> _REQUIRED WORK_
List every length of time mentioned in the passage below about returning to base camp after a battle, quoting each one.

BEGIN EXTRACT TO READ

After that battle the whole company walked back to base camp. We were given three days off because we had been on patrol since Christmas and hadn't been back to base camp for almost four months. When we got back to base camp I went into isolation from everyone and everything. I was finally in a safe environment where I could mourn the loss off my dear friend. I just sat alone in my bunker and cried for hours.
I had a tremendous feeling of guilt – I blamed myself for Ladd’s death. I thought that maybe if I had acted differently he might not have walked through those hedges. I felt bad that I was angry during our last conversation and that I had walked off.

END EXTRACT TO READ
BEGIN EXTRACTED DATA

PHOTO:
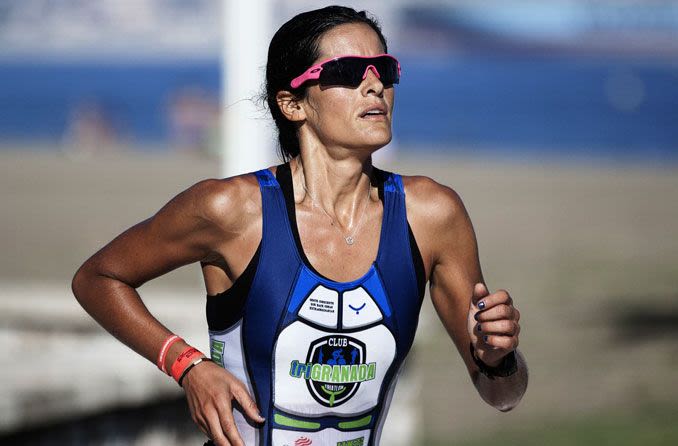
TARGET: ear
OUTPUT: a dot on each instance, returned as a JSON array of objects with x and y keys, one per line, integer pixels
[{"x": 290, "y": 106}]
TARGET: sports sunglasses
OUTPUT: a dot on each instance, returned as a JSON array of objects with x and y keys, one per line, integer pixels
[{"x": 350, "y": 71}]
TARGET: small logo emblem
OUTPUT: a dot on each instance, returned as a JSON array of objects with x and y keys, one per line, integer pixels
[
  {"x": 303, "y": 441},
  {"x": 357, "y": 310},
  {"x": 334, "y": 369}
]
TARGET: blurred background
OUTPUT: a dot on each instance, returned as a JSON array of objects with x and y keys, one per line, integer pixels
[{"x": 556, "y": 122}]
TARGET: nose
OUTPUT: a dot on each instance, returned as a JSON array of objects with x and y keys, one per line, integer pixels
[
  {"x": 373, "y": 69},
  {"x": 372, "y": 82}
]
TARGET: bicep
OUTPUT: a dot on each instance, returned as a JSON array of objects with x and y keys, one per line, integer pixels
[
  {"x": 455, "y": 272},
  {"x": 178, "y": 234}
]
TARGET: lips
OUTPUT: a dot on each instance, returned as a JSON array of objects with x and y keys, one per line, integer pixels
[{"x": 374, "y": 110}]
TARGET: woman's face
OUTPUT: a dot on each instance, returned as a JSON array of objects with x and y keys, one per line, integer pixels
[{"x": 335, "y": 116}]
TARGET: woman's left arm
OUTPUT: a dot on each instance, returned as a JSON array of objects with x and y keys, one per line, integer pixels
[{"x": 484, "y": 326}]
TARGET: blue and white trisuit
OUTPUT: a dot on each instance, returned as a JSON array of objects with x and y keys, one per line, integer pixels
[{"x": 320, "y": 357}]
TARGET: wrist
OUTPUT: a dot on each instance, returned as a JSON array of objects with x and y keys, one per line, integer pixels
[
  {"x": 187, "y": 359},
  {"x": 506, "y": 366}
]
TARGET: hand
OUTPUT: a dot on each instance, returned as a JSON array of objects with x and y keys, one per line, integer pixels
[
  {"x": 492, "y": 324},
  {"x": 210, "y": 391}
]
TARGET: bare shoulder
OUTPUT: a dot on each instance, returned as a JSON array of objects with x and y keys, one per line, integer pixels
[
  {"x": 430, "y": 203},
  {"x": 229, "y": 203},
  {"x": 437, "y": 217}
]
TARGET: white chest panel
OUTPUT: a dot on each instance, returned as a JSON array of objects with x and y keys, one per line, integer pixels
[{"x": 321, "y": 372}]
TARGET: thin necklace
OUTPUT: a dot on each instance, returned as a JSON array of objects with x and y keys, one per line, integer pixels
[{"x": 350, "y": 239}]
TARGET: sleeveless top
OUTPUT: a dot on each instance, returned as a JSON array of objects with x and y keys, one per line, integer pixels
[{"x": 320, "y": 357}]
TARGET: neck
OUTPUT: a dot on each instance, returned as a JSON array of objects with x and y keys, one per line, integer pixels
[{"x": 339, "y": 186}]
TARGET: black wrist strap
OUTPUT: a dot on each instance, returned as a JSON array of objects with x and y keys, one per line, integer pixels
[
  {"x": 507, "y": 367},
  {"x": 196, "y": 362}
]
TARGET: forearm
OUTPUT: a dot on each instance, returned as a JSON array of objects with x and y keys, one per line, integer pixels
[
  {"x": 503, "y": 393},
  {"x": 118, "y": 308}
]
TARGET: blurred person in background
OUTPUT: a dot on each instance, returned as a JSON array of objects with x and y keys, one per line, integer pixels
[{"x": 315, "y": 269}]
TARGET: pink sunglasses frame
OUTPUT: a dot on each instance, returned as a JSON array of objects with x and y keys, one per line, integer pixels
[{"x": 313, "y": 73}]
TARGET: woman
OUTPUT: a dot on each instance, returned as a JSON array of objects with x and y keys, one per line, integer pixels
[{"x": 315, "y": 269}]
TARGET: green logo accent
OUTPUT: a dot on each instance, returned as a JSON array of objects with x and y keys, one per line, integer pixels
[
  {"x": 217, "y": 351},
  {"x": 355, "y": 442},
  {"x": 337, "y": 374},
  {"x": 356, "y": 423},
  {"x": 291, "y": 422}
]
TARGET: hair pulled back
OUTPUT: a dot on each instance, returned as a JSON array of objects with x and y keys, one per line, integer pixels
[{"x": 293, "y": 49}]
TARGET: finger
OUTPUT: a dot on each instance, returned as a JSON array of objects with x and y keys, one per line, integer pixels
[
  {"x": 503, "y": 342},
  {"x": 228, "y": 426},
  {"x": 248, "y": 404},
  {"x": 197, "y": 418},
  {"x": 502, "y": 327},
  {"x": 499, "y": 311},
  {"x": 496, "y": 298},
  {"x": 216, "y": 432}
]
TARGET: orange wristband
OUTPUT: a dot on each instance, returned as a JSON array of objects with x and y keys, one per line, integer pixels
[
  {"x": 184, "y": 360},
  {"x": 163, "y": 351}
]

END EXTRACTED DATA

> _TASK RESPONSE_
"three days", "almost four months", "for hours"